Source data
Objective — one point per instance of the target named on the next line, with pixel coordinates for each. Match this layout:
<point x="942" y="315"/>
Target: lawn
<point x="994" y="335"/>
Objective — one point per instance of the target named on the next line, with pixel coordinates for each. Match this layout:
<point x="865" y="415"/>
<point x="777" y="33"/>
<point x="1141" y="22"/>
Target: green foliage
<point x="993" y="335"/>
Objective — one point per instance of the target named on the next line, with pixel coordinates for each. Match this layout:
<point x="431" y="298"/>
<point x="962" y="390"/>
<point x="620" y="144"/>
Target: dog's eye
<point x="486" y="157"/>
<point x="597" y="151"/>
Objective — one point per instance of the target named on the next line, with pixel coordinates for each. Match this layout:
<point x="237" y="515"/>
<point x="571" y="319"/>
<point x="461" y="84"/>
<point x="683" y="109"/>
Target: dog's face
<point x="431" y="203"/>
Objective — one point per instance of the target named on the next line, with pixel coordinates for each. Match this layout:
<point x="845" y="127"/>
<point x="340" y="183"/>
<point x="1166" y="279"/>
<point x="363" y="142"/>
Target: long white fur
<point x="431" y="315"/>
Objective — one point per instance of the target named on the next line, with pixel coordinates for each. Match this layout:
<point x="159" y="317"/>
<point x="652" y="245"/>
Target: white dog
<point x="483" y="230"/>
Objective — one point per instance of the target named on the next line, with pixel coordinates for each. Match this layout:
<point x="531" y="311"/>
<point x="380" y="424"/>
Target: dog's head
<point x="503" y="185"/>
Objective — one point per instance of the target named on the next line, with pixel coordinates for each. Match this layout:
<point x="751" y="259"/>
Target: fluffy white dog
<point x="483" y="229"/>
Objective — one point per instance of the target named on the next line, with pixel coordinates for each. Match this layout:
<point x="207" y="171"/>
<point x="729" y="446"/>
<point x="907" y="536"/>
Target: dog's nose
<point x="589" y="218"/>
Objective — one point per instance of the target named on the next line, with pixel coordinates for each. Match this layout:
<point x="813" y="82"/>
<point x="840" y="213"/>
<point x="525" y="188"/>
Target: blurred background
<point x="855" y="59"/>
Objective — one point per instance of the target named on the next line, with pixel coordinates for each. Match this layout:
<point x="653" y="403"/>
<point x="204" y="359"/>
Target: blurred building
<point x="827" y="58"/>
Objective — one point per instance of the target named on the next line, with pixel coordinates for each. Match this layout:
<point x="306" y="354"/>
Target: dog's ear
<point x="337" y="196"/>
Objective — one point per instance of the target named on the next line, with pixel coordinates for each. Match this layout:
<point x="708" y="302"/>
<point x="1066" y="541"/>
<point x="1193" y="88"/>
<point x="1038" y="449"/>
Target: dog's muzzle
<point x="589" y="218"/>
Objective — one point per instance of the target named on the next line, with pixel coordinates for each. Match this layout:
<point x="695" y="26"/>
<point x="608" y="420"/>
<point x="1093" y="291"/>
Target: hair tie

Task prompt:
Every entry must be given again exactly as it reads.

The answer:
Objective — one point per instance of the target named on the next line, with pixel coordinates for each. Match this layout:
<point x="942" y="315"/>
Target: lawn
<point x="994" y="335"/>
Objective — one point per instance of the target named on the next line, with pixel coordinates for each. Match this layout:
<point x="865" y="415"/>
<point x="777" y="33"/>
<point x="1141" y="22"/>
Target: green foliage
<point x="993" y="335"/>
Objective — one point per instance of the target named on the next line, with pixel coordinates for each. Match this layout:
<point x="431" y="298"/>
<point x="962" y="390"/>
<point x="620" y="144"/>
Target: dog's eye
<point x="486" y="157"/>
<point x="597" y="151"/>
Objective — one point per instance of the target named on the next line, with pixel coordinates for each. Match this layout:
<point x="237" y="515"/>
<point x="571" y="319"/>
<point x="461" y="84"/>
<point x="683" y="109"/>
Target: dog's face
<point x="431" y="203"/>
Objective — one point per instance of the target named on the next line, with pixel coordinates for each. Match this layout:
<point x="845" y="127"/>
<point x="340" y="183"/>
<point x="1166" y="279"/>
<point x="363" y="142"/>
Target: long white fur
<point x="431" y="315"/>
Objective — one point per instance of the target named on the next line, with pixel coordinates for each. Match this layout:
<point x="159" y="317"/>
<point x="652" y="245"/>
Target: white dog
<point x="483" y="230"/>
Objective — one point per instance of the target named on the next line, with pixel coordinates for each. Match this layout:
<point x="531" y="311"/>
<point x="380" y="424"/>
Target: dog's head
<point x="503" y="185"/>
Objective — one point per instance of the target named on the next line, with pixel coordinates for each. Match this layout:
<point x="751" y="259"/>
Target: fluffy white dog
<point x="483" y="229"/>
Objective — one point per instance of the target named on the next line, with pixel coordinates for each. Match this layout:
<point x="207" y="171"/>
<point x="729" y="446"/>
<point x="907" y="536"/>
Target: dog's nose
<point x="589" y="218"/>
Objective — one point per instance of the target named on the next line, with pixel coordinates for each. Match this layout:
<point x="813" y="82"/>
<point x="840" y="213"/>
<point x="525" y="188"/>
Target: blurred background
<point x="855" y="59"/>
Objective — one point per instance of the target named on the next line, with pixel coordinates for each. Match this layout:
<point x="653" y="403"/>
<point x="204" y="359"/>
Target: blurred building
<point x="827" y="58"/>
Objective — one point per instance of the target named on the next line, with pixel coordinates for each. Match this layout:
<point x="306" y="354"/>
Target: dog's ear
<point x="337" y="196"/>
Objective — one point per instance of the target named on the next line, with pixel coordinates for each. Match this layout:
<point x="708" y="302"/>
<point x="1066" y="541"/>
<point x="1193" y="88"/>
<point x="1038" y="449"/>
Target: dog's muzzle
<point x="589" y="218"/>
Objective — one point per instance of the target named on the next line, with pixel coordinates for each. Match this layout:
<point x="695" y="26"/>
<point x="608" y="420"/>
<point x="1093" y="291"/>
Target: hair tie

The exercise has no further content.